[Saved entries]

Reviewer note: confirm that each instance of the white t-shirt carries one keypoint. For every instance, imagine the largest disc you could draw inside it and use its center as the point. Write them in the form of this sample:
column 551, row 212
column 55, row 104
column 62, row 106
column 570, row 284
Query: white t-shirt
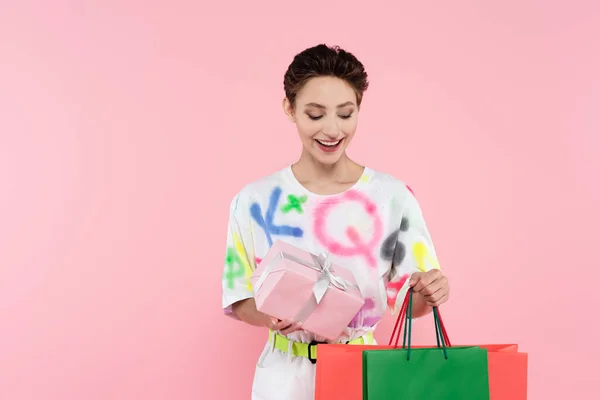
column 375, row 228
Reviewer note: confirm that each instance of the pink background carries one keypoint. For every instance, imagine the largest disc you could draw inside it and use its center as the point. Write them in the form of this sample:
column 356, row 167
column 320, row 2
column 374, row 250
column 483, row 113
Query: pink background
column 127, row 126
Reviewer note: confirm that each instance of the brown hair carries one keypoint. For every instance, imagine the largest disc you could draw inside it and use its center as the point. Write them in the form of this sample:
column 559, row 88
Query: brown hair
column 322, row 60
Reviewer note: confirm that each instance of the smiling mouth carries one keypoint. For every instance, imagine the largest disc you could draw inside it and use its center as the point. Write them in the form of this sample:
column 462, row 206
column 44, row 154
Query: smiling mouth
column 329, row 145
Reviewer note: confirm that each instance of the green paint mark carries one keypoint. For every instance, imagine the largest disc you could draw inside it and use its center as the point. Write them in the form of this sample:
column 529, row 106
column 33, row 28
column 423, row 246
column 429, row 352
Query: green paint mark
column 235, row 268
column 294, row 203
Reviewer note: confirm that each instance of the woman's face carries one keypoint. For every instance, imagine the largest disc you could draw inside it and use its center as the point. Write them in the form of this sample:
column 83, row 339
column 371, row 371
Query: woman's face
column 326, row 116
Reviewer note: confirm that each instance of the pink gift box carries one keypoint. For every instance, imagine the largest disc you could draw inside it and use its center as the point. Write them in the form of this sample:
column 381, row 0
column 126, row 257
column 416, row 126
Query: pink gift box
column 288, row 283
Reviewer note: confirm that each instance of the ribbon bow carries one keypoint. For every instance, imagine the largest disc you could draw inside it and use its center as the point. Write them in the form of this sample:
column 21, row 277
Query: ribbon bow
column 323, row 262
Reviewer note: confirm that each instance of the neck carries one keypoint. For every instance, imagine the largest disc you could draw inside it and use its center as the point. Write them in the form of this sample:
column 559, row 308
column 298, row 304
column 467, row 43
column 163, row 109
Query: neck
column 309, row 169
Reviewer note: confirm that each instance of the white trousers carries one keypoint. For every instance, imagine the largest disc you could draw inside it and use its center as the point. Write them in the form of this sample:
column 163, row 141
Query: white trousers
column 280, row 376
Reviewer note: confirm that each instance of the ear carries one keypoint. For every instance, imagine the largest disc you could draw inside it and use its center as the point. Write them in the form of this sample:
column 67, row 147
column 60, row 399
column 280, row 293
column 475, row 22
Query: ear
column 288, row 109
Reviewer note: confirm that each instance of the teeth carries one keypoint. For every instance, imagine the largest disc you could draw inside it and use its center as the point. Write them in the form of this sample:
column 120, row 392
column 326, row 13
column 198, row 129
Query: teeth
column 328, row 144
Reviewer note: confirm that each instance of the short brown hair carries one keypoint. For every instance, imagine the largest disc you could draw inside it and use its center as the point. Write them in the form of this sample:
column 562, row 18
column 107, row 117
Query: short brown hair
column 322, row 60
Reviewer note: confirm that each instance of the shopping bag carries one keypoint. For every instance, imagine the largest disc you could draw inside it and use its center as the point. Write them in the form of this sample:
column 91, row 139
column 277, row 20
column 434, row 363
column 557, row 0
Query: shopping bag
column 507, row 369
column 442, row 373
column 339, row 371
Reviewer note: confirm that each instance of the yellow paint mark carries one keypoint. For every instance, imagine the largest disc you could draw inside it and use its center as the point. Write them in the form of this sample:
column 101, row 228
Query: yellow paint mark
column 239, row 247
column 423, row 257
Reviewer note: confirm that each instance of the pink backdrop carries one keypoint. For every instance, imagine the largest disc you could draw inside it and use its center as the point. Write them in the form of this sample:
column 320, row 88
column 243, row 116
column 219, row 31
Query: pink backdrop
column 127, row 126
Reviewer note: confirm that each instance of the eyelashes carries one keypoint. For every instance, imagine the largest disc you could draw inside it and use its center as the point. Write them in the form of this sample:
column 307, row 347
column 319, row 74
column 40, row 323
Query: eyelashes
column 316, row 118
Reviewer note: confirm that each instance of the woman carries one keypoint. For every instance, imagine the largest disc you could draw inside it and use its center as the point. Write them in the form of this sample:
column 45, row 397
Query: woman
column 365, row 220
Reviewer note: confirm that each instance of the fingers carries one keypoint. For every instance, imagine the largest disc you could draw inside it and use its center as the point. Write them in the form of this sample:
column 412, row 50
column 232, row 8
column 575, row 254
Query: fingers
column 420, row 280
column 284, row 327
column 438, row 301
column 432, row 285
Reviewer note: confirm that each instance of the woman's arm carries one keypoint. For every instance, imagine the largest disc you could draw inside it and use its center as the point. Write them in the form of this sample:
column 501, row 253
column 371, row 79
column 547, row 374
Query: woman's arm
column 246, row 311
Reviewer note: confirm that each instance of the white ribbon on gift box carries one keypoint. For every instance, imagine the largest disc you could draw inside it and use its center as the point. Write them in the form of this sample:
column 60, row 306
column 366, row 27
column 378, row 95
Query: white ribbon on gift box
column 323, row 264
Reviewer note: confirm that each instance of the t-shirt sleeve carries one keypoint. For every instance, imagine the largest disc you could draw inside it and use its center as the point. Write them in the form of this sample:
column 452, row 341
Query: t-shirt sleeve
column 414, row 251
column 239, row 257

_Description of the task:_ An exact copy of all the entries is required, and it must contain no pictures.

_Output:_
Reviewer note: confirm that each instance of the white t-shirt carries one keypoint. For every instance, imagine the largest disc you could draw inside it and use its center as the point. Write them in the form of this sample:
column 551, row 212
column 55, row 104
column 62, row 106
column 570, row 284
Query: white t-shirt
column 375, row 228
Reviewer note: confirm that each instance of the pink background carries one keypoint. For every instance, imagine the largest disc you could draw inside it and use its center as the point. Write them in the form of this sample:
column 356, row 167
column 320, row 2
column 374, row 250
column 483, row 113
Query: pink background
column 127, row 126
Reviewer note: confirm that each instance of the brown hair carries one keypoint. For every instance, imagine the largest disc you could draw inside it and use its center as the point. Write them in the form of this sample:
column 559, row 88
Query: brown hair
column 322, row 60
Reviewer note: confirm that each instance of the smiling mouth carries one keypoint. For every instance, imagine the largest disc you could draw inside it and use its center as the point. Write them in the form of this sample:
column 462, row 206
column 44, row 154
Query: smiling mouth
column 329, row 145
Reviewer note: confirm that each instance of the green paint mark carries one keypoint. For every instance, imagine the largest disc you could draw inside it and use its center as the point. Write them in the form of this sample:
column 529, row 106
column 33, row 28
column 423, row 246
column 429, row 352
Query: green paint mark
column 235, row 268
column 294, row 203
Reviewer note: confirm that each instance of the woman's face carries one keypoint. For every instance, imagine the largest disc you could draw inside it and use its center as the point. Write them in the form of this sample:
column 83, row 339
column 371, row 371
Query: woman's face
column 326, row 116
Reviewer note: confirm that each instance of the pink gift box carries one keypoint. For every instance, imagine the largest disc you could draw inside it and use its center as the point. Write them in the form of this sample:
column 381, row 0
column 126, row 257
column 416, row 126
Query: pink gift box
column 288, row 283
Reviewer note: confirm that each instance of the ribbon bow carries one keypoint. For every instance, imagine the largest disc you could draw inside it and use its center as the point. Write them in the form of this sample:
column 21, row 277
Query: ribbon bow
column 323, row 262
Reviewer note: confirm that each instance of the neck carries one keypoint. For every instance, imagine the largest disc you could draw inside it and use its center as the point. Write them in the form of this sample:
column 559, row 308
column 298, row 304
column 467, row 43
column 163, row 109
Query: neck
column 309, row 169
Reviewer note: confirm that each instance of the white trousers carries one keypoint. For every instance, imagine the largest disc you could draw inside it and use its center as the point. Write them in the form of this sample:
column 163, row 141
Query: white trousers
column 280, row 376
Reviewer note: confirm that each instance of the ear carries one keypoint. For every instance, imagine the largest disc you could draw inside it and use its center as the point. Write them in the form of this sample:
column 67, row 147
column 60, row 399
column 280, row 293
column 475, row 22
Query: ear
column 288, row 109
Reviewer note: confirm that each instance of the teeth carries one keypoint. For every instance, imagine the largest disc you could draw inside it and use its center as the point. Write them in the form of this sample:
column 120, row 392
column 326, row 13
column 198, row 129
Query: teeth
column 328, row 144
Reviewer note: confirm that each instance of the short brown hair carries one keypoint. For every instance, imagine the largest disc you could draw inside it and use its center as the point. Write them in the form of this sample:
column 562, row 18
column 107, row 117
Query: short brown hair
column 322, row 60
Reviewer note: confirm that each instance of the shopping bag carries one keypoint. For every instance, imagine the largest disc you could draw inside it and use its center as the point. Write them in the form of this sample:
column 91, row 139
column 277, row 20
column 434, row 363
column 557, row 0
Query: shopping bag
column 507, row 369
column 442, row 373
column 339, row 371
Reviewer note: confirm that each instance of the yellow paint mark carries one keypoint. For every instance, imagine the largest disc you could draw inside it and use its center as the point. Write them in the form of this sample:
column 101, row 228
Query: yellow paint mark
column 239, row 247
column 423, row 257
Reviewer note: confirm that each instance of the pink backdrop carries one keypoint. For every instance, imagine the largest disc you could draw inside it and use its center as the point. Write them in the form of this sample:
column 320, row 88
column 243, row 116
column 219, row 31
Query: pink backdrop
column 127, row 126
Reviewer note: confirm that each instance of the eyelashes carries one keypoint. For every instance, imagine the largest disc you could draw inside it and use its center as the point. Write them in the form of this sample:
column 307, row 347
column 319, row 74
column 40, row 323
Query: eyelashes
column 316, row 118
Reviewer note: confirm that each instance of the woman carries one keypoint. For every instance, imagine the largest disc you could draw inside it and use its center as the point. Write them in the form of this sample:
column 45, row 397
Query: woman
column 365, row 220
Reviewer note: confirm that each instance of the fingers carries one keypoint. For every instance, imagine the largest disc you could draw inside it and use its center as the point. Write them in the form of this sample:
column 412, row 50
column 232, row 8
column 575, row 254
Query: fingers
column 420, row 280
column 284, row 327
column 438, row 301
column 432, row 285
Reviewer note: confirm that each instance of the woman's arm carries one keypoint. For every instance, imagine the largest disc you could draw inside it and use its center as the point. Write them in the form of this sample:
column 501, row 253
column 371, row 79
column 547, row 374
Query: woman's arm
column 246, row 311
Reviewer note: confirm that each instance of the white ribbon on gift box carries one keypoint. For every instance, imagine the largest disc you could draw inside it and use its center as the point. Write them in the form of this sample:
column 60, row 306
column 366, row 27
column 378, row 95
Query: white ribbon on gift box
column 323, row 264
Reviewer note: confirm that each instance of the t-shirt sleeve carries one keypoint. For every instance, imagine the largest disc you could draw inside it and use its center as the point. Write them in the form of this sample:
column 452, row 341
Query: t-shirt sleeve
column 414, row 251
column 239, row 257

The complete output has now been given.